Write out every line of the items below again, requests included, but multiply each x and y coordinate in the answers by 2.05 and round it to a whole number, with halves rounded up. Leave the pictures out of your reply.

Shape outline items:
────────────────────────────────────────

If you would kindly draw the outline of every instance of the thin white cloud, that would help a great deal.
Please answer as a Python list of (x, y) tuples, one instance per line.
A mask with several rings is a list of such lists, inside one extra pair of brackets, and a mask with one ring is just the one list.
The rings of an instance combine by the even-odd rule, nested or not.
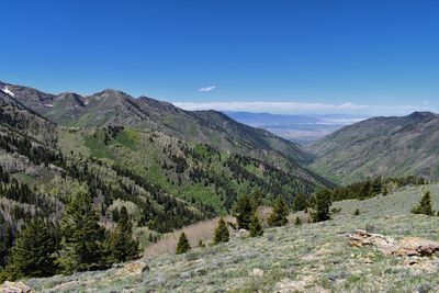
[(428, 105), (364, 105), (346, 102), (341, 104), (304, 103), (304, 102), (176, 102), (176, 106), (184, 110), (217, 110), (269, 112), (278, 114), (294, 113), (354, 113), (373, 115), (398, 115), (413, 111), (435, 111)]
[(210, 86), (210, 87), (205, 87), (205, 88), (201, 88), (201, 89), (199, 89), (199, 91), (211, 91), (211, 90), (214, 90), (214, 89), (216, 89), (216, 86)]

────────────────────────────────────────

• _Reply_
If you would kindly draw the outline of every instance of the thin white cloud, that would help a great deal.
Please answer as a Python list of (x, y) tuples, one instance per line.
A mask with several rings is a list of such lists, inside one extra pair of brackets, and a mask with one ring is just the one list.
The rings of an instance combine by the even-odd rule, nested or not.
[(877, 215), (746, 215), (709, 209), (699, 213), (623, 211), (623, 209), (361, 209), (361, 217), (377, 226), (445, 226), (551, 230), (570, 234), (603, 232), (726, 232), (765, 236), (816, 236), (847, 228), (892, 228)]
[(431, 176), (431, 178), (420, 178), (420, 180), (412, 180), (412, 182), (408, 182), (408, 187), (433, 187), (433, 185), (439, 185), (439, 182), (443, 182), (443, 176)]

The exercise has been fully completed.